Required task >> Reproduce the following records word for word, omitting the pictures from your answer.

-*-

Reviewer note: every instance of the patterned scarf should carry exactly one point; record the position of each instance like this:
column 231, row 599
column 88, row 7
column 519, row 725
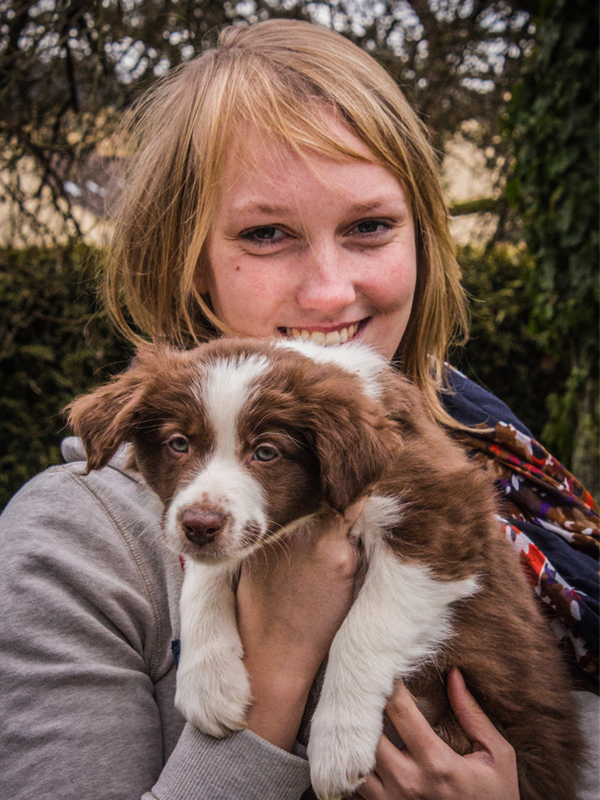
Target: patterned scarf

-*-

Result of the exercise >>
Reviewer note: every instance of the patterned scarf should carry exactly one point; record the position of each instance like this:
column 231, row 599
column 88, row 7
column 519, row 725
Target: patterned scarf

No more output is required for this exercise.